In general, there are three steps
- Fetch the raw data from the website
- Choose the parser that matches the data format
- Convert the web data into Python structure
UniProt website is just an example.
We usually browse websites using Chrome or Edge, and most websites are written in HTML/CSS. Of course, we can still extract data from these pages, but a website API is often more convenient because the information is already organized in a structured form.
Several UniProt APIs are documented at https://www.uniprot.org/api-documentation/uniprotkb. However, in this material we will work with https://rest.uniprot.org/uniprotkb/<UNIPROT ACC>.
Here is an example “https://rest.uniprot.org/uniprotkb/P04439”.
Fetch the raw data
def queryUniprot(accession, timeout=20):
"""Fetch one UniProtKB REST record as a raw JSON dictionary."""
if not isinstance(accession, str):
raise TypeError("accession should be a string")
accession = accession.strip()
if not accession:
raise ValueError("accession should not be empty")
url = REST_UNIPROT.format(accession)
headers = {"Accept": "application/json"}
try:
response = requests.get(url, headers=headers, timeout=timeout)
response.raise_for_status()
except requests.RequestException as exc:
raise ValueError(f"No UniProt record found for accession {accession}") from exc
return response.json()
Try
accession = 'P04439'
raw = queryUniprot(accession)
type(raw), raw['primaryAccession']
Write a parser
class UniprotRecord(object):
"""Wrap one UniProt REST record and expose parsed biological annotations."""
def __init__(self, data):
self._rawdata = data
def getOrganism(self):
"""Parse organism names, taxonomy id, and lineage."""
organism = self._rawdata.get("organism", {})
return {
"scientific_name": organism.get("scientificName"),
"common_name": organism.get("commonName"),
"taxonomy_id": organism.get("taxonId"),
"lineage": organism.get("lineage", []),
}
Combine fetching and parsing functions
def searchUniprot(accession, timeout=20, n_attempts=3, dt=1):
"""Fetch one UniProt record and wrap it as a :class:`UniprotRecord`."""
last_error = None
for attempt in range(n_attempts):
try:
data = queryUniprot(accession, timeout=timeout)
return UniprotRecord(data)
except Exception as exc:
last_error = exc
LOGGER.info(f"Attempt {attempt} to contact UniProt failed")
if attempt < n_attempts - 1:
time.sleep((attempt + 1) * dt)
raise last_error
record = searchUniprot(accession)
record.getOrganism()
# Output
{'scientific_name': 'Homo sapiens',
'common_name': 'Human',
'taxonomy_id': 9606,
'lineage': ['Eukaryota',
'Metazoa',
'Chordata',
'Craniata',
'Vertebrata',
'Euteleostomi',
'Mammalia',
'Eutheria',
'Euarchontoglires',
'Primates',
'Haplorrhini',
'Catarrhini',
'Hominidae',
'Homo']}
Exercise
Given a UniProt ID, please do as follow
- Collect all PDB IDs
- Write a function to rank PDB IDs based on coverage, resolution, and alphabet.

§ **Questions**:
**A.** In the UniProt tutorial, what value does queryUniprot send in its "Accept" header?
**B.** List every key in the dictionary that getOrganism returns in the UniProt tutorial.
**C.** Write out everything from "In general, there" down to "a structured form." in the UniProt tutorial, swapping "Chrome" for "Firefox".

§ **Data under study**:
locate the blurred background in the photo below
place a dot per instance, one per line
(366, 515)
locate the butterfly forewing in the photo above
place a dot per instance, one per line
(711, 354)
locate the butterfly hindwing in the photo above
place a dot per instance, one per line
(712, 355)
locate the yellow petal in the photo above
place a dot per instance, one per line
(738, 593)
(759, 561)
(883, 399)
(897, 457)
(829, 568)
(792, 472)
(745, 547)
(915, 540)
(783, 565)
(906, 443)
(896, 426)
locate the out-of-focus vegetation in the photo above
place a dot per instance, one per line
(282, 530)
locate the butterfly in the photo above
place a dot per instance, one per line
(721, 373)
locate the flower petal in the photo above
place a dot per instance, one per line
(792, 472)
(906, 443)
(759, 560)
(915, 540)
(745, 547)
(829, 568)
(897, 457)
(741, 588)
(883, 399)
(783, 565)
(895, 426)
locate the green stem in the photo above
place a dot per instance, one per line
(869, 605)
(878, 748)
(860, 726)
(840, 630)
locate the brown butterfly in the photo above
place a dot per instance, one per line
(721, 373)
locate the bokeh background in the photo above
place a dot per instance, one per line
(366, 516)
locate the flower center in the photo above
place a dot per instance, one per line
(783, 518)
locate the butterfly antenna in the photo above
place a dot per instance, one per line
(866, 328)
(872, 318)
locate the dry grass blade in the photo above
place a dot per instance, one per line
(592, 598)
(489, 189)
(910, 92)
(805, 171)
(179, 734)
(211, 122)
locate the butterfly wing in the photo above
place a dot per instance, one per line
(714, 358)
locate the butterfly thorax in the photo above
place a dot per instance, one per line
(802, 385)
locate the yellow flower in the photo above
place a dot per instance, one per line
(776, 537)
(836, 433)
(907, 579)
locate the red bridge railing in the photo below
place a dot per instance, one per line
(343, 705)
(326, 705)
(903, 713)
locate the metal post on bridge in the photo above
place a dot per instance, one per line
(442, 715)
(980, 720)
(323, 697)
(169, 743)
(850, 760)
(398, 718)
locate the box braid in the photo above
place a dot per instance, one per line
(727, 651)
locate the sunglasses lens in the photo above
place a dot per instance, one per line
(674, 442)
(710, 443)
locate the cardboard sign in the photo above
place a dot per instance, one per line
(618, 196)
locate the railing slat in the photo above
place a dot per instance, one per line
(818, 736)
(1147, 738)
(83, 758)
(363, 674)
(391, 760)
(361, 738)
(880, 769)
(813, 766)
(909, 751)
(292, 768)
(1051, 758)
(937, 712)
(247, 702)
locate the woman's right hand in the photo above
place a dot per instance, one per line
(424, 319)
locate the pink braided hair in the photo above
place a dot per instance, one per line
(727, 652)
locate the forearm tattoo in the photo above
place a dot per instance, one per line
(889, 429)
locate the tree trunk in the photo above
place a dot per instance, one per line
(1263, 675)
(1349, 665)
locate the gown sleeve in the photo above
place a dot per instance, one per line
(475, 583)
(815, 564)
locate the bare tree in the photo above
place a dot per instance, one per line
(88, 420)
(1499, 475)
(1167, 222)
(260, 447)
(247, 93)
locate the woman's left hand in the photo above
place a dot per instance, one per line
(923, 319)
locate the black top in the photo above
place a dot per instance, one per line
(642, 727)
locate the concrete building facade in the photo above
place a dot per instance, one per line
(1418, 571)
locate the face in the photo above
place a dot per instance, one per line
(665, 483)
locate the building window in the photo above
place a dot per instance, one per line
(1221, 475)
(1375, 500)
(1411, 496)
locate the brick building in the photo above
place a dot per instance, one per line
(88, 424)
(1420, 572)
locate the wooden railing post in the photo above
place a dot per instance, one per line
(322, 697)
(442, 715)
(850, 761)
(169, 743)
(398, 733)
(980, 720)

§ **Numbered answers**:
**A.** application/json

**B.** scientific_name, common_name, taxonomy_id, lineage

**C.**
In general, there are three steps
- Fetch the raw data from the website
- Choose the parser that matches the data format
- Convert the web data into Python structure
UniProt website is just an example.
We usually browse websites using Firefox or Edge, and most websites are written in HTML/CSS. Of course, we can still extract data from these pages, but a website API is often more convenient because the information is already organized in a structured form.